Convert the stretch of the listing below, from the line containing "bird's long tail." through the line containing "[(228, 262)]", into a Markdown table with the columns Row and Line. Each Row entry holds a running number, and each Line entry holds the line's text. Leave out any blank lines, and include nothing outside that stretch.

Data items:
==========

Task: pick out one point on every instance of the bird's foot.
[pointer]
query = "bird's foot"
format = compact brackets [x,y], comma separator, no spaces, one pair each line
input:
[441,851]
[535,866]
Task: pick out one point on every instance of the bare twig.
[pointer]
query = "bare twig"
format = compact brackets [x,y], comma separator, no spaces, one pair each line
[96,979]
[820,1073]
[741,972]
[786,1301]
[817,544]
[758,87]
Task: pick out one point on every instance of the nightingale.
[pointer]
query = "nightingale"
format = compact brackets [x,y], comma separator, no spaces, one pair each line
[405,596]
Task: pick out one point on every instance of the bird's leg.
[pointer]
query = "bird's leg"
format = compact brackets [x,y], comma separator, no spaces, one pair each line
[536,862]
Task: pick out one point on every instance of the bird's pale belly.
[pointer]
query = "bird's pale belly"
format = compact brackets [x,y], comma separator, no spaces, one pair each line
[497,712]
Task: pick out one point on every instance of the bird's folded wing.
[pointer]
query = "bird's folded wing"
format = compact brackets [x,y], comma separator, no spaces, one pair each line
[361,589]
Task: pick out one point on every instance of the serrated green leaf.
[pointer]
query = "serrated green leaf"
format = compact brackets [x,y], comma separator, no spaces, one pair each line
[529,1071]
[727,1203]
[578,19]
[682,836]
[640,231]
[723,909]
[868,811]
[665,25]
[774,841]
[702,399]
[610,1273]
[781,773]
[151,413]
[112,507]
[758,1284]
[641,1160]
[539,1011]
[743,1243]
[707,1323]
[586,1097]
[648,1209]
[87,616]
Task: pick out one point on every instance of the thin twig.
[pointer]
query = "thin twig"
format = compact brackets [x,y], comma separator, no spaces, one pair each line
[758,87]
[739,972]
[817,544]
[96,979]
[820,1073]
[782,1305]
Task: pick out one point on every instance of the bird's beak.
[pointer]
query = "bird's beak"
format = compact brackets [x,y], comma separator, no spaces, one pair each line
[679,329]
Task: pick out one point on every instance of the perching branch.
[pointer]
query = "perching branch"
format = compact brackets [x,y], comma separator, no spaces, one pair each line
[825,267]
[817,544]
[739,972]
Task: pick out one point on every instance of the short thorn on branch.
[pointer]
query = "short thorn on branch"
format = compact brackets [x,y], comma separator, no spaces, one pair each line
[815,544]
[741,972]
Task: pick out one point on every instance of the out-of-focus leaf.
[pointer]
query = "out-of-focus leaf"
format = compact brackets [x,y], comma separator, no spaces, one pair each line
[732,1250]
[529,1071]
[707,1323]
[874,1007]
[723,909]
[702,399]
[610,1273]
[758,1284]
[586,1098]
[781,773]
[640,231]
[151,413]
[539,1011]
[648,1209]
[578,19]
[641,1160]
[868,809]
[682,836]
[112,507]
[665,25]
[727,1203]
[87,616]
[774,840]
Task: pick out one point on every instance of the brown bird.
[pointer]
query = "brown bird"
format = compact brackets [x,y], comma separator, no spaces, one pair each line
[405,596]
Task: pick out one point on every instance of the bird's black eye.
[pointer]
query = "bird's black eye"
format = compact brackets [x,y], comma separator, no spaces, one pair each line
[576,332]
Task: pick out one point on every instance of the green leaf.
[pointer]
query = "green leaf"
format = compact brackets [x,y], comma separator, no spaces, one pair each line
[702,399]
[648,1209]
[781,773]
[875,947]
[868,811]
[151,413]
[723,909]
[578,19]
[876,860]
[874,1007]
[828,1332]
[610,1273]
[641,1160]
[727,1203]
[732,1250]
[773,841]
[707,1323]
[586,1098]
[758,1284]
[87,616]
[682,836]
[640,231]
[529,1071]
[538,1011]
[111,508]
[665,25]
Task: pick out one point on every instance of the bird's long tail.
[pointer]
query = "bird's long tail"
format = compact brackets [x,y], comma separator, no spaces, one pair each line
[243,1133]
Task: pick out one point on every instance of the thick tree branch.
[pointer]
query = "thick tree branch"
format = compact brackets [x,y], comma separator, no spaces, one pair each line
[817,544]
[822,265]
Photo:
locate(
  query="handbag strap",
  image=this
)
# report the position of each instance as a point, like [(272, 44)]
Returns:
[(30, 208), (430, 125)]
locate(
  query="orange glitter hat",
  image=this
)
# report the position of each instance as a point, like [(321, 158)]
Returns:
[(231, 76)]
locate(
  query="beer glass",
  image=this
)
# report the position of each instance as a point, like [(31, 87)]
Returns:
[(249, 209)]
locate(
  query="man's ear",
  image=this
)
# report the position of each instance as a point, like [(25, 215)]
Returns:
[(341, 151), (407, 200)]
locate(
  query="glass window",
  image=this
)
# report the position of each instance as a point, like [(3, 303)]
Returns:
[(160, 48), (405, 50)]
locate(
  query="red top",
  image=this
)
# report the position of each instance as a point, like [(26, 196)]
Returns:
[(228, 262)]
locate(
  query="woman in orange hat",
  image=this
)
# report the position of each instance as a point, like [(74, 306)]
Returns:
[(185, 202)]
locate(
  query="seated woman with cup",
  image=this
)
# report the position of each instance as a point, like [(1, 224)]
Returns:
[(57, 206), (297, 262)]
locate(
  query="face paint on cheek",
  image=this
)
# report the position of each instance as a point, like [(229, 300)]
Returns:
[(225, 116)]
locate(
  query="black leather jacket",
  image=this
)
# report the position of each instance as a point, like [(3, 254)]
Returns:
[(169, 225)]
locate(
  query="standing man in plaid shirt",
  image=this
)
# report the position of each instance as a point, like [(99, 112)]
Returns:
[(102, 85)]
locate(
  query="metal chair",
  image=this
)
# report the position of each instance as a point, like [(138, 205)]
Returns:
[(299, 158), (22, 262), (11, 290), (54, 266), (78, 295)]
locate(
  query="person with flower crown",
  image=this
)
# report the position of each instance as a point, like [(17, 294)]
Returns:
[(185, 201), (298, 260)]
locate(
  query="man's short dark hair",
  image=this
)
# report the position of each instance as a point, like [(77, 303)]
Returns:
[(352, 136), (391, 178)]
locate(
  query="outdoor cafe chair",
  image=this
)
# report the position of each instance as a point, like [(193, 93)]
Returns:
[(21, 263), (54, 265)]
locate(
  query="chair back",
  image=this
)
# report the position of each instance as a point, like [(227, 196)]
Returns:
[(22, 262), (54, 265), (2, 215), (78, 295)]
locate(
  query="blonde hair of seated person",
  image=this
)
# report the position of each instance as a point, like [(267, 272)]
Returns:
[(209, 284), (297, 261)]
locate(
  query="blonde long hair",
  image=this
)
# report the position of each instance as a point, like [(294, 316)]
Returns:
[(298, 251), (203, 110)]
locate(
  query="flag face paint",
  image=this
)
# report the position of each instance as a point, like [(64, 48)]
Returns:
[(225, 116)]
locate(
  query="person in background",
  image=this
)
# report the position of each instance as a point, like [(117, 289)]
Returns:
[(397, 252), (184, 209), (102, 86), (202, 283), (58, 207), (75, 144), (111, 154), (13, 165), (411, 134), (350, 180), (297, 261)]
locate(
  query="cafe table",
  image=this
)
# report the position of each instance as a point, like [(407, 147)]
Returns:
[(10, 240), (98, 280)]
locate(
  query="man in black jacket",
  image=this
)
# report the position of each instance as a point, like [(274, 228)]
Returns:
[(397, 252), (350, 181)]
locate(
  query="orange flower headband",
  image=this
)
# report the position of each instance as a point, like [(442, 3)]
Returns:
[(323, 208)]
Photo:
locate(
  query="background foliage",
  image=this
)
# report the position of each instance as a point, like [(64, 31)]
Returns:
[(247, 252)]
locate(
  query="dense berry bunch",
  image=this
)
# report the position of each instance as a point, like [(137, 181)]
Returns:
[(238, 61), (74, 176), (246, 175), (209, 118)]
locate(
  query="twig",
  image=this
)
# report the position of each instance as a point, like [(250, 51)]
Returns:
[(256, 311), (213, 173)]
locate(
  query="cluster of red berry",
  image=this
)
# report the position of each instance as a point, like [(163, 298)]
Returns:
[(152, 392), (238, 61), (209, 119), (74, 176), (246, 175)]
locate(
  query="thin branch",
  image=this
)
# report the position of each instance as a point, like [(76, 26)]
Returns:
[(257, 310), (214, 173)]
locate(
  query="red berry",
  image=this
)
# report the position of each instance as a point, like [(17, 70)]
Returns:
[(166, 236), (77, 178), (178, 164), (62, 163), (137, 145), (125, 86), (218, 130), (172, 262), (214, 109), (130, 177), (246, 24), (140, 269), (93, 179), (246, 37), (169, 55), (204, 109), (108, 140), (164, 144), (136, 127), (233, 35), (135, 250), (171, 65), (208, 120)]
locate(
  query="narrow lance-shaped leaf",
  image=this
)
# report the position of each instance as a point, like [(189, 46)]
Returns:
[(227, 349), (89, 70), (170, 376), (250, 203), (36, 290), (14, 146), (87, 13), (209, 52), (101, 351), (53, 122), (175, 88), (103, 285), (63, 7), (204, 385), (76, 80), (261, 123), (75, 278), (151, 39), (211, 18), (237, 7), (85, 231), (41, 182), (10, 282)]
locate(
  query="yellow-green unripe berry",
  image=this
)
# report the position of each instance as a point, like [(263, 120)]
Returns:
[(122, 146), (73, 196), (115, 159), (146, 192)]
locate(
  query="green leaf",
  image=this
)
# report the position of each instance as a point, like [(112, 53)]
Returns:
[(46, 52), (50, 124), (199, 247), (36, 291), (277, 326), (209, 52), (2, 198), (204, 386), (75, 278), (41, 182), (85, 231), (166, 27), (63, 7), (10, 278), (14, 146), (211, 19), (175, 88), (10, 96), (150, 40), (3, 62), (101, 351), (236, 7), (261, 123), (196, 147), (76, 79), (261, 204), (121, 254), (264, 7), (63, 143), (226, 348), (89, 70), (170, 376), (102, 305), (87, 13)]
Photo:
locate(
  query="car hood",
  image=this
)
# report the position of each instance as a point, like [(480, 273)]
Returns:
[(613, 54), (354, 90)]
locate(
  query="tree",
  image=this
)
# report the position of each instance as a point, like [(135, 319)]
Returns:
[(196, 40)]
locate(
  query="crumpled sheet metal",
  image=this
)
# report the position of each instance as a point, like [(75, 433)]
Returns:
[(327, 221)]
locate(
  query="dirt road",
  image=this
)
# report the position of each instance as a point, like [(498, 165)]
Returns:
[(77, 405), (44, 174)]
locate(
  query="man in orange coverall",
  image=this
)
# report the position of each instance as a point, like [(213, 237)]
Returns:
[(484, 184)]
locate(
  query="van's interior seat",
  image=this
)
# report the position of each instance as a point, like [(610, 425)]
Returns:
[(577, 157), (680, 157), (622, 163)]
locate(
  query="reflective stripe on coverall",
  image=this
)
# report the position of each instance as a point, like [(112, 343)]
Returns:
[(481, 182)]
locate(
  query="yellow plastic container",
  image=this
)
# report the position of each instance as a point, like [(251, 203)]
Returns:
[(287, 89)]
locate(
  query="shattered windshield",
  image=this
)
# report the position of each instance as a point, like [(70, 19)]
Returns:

==========

Right answer:
| Row | Line |
|---|---|
| 1 | Task: pick out one point on every instance of the bird's long tail. |
| 2 | [pointer] |
| 3 | query = "bird's long tail" |
| 4 | format = compact brackets [x,y], comma separator, no spaces, one pair each line |
| 5 | [243,1133] |
| 6 | Task: pick out one point on every instance of the thick tree branch. |
| 7 | [pointer] |
| 8 | query = "thick tree branch" |
| 9 | format = compact brackets [x,y], comma separator, no spaces, one pair each line |
| 10 | [817,544] |
| 11 | [822,265] |
| 12 | Photo: |
| 13 | locate( |
| 14 |   query="handbag strap", |
| 15 |   image=this |
| 16 | ) |
| 17 | # report the position of each instance as a point, like [(272, 44)] |
| 18 | Returns: |
| 19 | [(30, 208), (430, 125)] |
| 20 | locate( |
| 21 |   query="orange glitter hat", |
| 22 |   image=this |
| 23 | ) |
| 24 | # report the position of each instance as a point, like [(321, 158)] |
| 25 | Returns: |
| 26 | [(231, 76)] |
| 27 | locate( |
| 28 |   query="beer glass", |
| 29 |   image=this |
| 30 | ) |
| 31 | # report the position of each instance as a point, like [(31, 87)] |
| 32 | Returns: |
| 33 | [(249, 209)] |
| 34 | locate( |
| 35 |   query="man's ear", |
| 36 |   image=this |
| 37 | ) |
| 38 | # report the position of each instance as a point, like [(25, 215)] |
| 39 | Returns: |
| 40 | [(341, 151), (407, 200)] |
| 41 | locate( |
| 42 |   query="glass window", |
| 43 |   image=this |
| 44 | ) |
| 45 | # report the position of each instance as a point, like [(3, 303)] |
| 46 | Returns: |
| 47 | [(160, 48), (405, 50)] |
| 48 | locate( |
| 49 |   query="red top", |
| 50 |   image=this |
| 51 | ) |
| 52 | # report the position of each instance as a point, like [(26, 196)] |
| 53 | Returns: |
| 54 | [(228, 262)] |